**WHAT YOU SHOULD DO:** In the book launch post, what did the Comstock Act of 1873 ban?

**SELECTED EXCERPT:**
REPRODUCTIVE RIGHTS:WHO DECIDES? Book Launch!

Reproductive Rights: Who Decides? officially launched into the hands of over 90 people in the elegant library at the Yale Club of New York City on April 7th.  What a special evening hosted by my husband, Andy Wittenstein!  Given the current campaign for president and the media attention showered on women’s reproductive freedom, the room buzzed about the latest restrictions on reproductive rights.

My talk focused on how history is a lens for analyzing the contemporary political, economic and social struggles for reproductive rights today.  These rights have swung back and forth throughout the centuries:  with every two steps forward, we witness a step back.  So, for example, a new openness and curiosity about reproductive control in the mid-1800s was squashed by the Comstock Act (1873), which banned the sale and advertising of materials used for contraception and abortion.  In some states, possession of these items and even talking about them was illegal.  Birth control advocates like Margaret Sanger and Mary Ware Dennett fought to overturn these laws in the 1900s.  But it was not until 1965 that the US Supreme Court in Griswold v. Connecticut ruled that married couples could use contraceptives in the privacy of their relationship without government interference.  Seven years passed before these rights were extended to unmarried couples in Eisenstadt v. Baird.

After the landmark decision in Roe v. Wade (1973), where the US Supreme Court ruled that women had a constitutional right to an abortion, the pendulum began to swing back again.  By the late 1970s, violence erupted at reproductive health clinics across the nation and clinic entrances were blocked.  Several US Supreme Court cases restricted the abortion rights guaranteed under Roe.  And in the last several years, states have passed hundreds of abortion laws restricting access and forcing clinic closures.

**INPUT DATA:**
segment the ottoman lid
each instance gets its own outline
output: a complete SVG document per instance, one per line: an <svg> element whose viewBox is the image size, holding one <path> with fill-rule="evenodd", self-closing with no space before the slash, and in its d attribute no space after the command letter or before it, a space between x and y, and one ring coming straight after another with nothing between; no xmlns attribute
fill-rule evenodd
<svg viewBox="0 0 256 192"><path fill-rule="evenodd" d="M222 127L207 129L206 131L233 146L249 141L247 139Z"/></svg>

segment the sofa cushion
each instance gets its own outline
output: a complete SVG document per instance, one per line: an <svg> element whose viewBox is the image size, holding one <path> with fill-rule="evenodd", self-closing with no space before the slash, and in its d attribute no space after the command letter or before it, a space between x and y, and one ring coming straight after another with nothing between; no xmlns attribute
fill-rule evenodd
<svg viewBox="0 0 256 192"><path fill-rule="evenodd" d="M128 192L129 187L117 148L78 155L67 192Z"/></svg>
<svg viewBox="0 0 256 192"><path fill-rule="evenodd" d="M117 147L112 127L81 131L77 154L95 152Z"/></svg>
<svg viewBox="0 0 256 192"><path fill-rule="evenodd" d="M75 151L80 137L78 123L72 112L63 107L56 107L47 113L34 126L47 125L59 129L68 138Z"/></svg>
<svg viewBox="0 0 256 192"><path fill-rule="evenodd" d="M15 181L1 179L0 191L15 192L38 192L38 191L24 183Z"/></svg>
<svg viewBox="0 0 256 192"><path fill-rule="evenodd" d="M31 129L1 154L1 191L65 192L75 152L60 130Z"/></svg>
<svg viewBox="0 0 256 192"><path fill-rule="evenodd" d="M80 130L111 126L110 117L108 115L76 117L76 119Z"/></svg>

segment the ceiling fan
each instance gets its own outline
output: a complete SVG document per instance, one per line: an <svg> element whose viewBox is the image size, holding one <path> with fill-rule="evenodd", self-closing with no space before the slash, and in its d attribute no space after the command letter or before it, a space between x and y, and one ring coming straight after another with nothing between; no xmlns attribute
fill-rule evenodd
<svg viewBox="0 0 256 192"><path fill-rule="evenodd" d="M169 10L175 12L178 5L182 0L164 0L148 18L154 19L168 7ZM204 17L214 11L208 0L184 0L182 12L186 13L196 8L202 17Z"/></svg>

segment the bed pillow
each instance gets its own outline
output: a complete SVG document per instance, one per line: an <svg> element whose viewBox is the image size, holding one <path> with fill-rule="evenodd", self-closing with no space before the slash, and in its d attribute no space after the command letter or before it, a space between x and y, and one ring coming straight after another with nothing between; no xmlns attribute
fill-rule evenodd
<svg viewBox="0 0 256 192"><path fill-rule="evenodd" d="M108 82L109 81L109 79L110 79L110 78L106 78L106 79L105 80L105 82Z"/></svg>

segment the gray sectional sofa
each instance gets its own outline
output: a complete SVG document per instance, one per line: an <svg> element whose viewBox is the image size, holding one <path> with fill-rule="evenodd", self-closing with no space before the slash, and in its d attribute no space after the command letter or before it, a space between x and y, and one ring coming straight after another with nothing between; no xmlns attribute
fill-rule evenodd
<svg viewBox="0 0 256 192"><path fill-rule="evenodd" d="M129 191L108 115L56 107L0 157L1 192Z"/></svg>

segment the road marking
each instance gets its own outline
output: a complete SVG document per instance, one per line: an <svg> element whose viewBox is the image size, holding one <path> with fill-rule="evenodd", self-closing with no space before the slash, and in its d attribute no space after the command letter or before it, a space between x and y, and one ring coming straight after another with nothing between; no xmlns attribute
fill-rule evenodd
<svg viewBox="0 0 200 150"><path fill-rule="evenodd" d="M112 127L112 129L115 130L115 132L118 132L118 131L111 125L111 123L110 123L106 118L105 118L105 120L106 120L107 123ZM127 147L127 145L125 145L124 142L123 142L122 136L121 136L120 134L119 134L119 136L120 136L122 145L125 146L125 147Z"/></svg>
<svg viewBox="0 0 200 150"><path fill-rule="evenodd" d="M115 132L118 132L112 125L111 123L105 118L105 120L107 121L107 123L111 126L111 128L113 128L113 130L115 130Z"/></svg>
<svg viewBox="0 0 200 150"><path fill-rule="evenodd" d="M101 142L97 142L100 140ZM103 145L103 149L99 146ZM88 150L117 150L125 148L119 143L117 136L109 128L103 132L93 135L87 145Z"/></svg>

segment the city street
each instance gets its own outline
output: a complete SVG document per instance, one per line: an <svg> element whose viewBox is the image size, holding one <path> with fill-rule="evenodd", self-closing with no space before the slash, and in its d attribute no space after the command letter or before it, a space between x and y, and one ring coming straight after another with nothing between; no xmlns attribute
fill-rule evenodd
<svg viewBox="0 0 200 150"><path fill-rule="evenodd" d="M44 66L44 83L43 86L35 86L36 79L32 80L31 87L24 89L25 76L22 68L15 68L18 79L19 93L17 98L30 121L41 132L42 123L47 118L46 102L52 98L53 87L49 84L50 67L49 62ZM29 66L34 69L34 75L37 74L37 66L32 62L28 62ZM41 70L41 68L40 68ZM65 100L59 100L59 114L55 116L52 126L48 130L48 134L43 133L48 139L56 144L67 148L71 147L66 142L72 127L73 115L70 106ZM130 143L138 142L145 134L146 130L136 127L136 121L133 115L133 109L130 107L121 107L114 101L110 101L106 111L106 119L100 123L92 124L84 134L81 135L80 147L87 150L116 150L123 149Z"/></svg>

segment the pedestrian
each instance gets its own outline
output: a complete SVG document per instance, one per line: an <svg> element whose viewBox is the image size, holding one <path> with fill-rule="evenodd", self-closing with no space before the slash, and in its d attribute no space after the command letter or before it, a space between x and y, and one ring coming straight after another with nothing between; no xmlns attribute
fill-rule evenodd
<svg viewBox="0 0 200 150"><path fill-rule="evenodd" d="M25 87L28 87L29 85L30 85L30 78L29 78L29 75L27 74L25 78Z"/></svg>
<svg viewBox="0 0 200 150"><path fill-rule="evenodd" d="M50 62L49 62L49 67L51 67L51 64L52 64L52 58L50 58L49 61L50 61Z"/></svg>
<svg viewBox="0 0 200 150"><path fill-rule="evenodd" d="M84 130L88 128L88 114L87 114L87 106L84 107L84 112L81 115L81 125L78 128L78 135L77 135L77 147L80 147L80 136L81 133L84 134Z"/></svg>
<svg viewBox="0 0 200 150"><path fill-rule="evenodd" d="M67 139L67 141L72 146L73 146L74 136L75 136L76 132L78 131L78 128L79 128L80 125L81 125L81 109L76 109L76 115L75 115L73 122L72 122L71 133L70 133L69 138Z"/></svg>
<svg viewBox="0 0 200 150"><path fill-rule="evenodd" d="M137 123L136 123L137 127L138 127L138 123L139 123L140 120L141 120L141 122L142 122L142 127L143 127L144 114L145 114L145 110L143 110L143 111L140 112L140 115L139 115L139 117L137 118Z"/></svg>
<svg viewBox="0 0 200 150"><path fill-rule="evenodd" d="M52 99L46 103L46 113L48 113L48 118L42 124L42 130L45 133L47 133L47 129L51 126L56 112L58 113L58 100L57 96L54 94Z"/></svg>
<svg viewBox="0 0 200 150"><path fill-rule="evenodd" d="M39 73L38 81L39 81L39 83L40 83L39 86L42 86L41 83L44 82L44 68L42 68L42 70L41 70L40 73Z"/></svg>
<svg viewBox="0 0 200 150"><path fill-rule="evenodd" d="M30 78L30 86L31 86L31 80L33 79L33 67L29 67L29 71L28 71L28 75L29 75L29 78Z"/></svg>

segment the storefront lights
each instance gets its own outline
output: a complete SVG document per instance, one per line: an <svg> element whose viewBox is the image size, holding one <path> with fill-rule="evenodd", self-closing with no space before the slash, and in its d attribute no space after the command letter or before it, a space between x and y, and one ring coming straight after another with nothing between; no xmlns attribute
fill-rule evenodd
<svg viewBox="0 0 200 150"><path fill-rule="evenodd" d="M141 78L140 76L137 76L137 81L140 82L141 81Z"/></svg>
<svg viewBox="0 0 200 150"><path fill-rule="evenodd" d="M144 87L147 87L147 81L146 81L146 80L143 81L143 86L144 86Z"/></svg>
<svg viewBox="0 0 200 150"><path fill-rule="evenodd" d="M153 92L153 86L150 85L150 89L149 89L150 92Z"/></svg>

**REPLY:** It banned the sale and advertising of materials used for contraception and abortion.